## Start GIVEN DATA

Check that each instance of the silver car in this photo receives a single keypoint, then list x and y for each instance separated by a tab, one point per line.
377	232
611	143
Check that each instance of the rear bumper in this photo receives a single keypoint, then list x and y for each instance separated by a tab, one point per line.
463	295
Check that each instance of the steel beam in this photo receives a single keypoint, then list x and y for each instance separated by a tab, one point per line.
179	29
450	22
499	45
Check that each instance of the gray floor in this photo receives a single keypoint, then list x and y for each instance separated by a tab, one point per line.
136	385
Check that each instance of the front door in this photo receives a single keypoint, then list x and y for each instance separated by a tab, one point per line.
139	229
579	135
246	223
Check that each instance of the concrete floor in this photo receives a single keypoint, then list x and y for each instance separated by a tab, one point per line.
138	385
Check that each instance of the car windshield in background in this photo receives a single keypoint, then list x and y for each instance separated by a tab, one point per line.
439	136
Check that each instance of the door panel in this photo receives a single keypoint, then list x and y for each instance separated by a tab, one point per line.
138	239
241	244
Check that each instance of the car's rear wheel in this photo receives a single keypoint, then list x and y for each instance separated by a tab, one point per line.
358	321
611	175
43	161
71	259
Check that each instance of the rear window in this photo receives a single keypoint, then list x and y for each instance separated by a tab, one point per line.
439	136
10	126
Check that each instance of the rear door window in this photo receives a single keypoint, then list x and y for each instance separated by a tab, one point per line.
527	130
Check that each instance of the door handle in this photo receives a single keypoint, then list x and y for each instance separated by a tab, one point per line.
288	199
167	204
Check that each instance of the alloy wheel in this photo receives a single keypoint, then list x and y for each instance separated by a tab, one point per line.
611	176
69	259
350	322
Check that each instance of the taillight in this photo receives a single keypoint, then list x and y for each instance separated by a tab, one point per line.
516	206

## End GIVEN DATA

> [THE PROBLEM]
Quote every record above exactly.

> [RESPONSE FOR THIS EXERCISE]
Check that each instance of the silver car in this photo receives a single keypoint, then list x and y for each instance separated by a tab, one point per line.
377	232
611	143
Check that each instance of the rear bumper in this photo receives a single keypoint, then list x and y for each instance separated by a tab, one point per line.
463	295
Check that each instance of the steel beam in this photo receives a single keypoint, then list x and y for each instance separated by a tab, one point per line.
179	29
450	22
499	45
Check that each instance of the gray floor in this photo receives a single keypoint, then list x and y for each instance separated by a tab, one point per line.
136	385
Check that each instance of the front door in this photo receives a single keypoint, then list x and y for each instance separated by a tab, one point per line.
139	229
579	135
246	223
Check that each instance of the concrete floor in this photo receives a single keypoint, then list x and y for each instance separated by a tab, one point per line.
138	385
Check that each instance of the car windshield in background in this photo receives a single keypoint, then list x and y for each instance separated by a tab, one point per line.
439	136
Check that each instance of the door panel in this photo receives a single keypoint, then list x and y for each instance separated by a tab, one point per line.
138	239
241	244
Check that each instance of the car's rear wheel in this photo receives a single keypoint, then list x and y for each instance separated by a tab, one point per line.
358	321
611	175
43	161
71	259
Check that each instance of the rear window in this photo receives a single keypoint, then list x and y for each instance separated by a tab, one point per line.
439	136
10	126
Check that each instance of the rear door window in this photo receives a single keypoint, then list x and y for each instance separated by a tab, one point per line.
527	130
Check that each instance of the door handle in this photo receives a single keypoint, then list x and y for each instance separated by a tab, one point per line.
288	199
167	204
Check that each instance of the alloy wheel in this photo receives a single keypoint, then list x and y for each instance separated by a tab, one point per line.
611	176
69	259
350	322
Check that each instance of the taillight in this photo receives a single keypoint, then list x and y for each instance separated by a tab, one point per line.
516	206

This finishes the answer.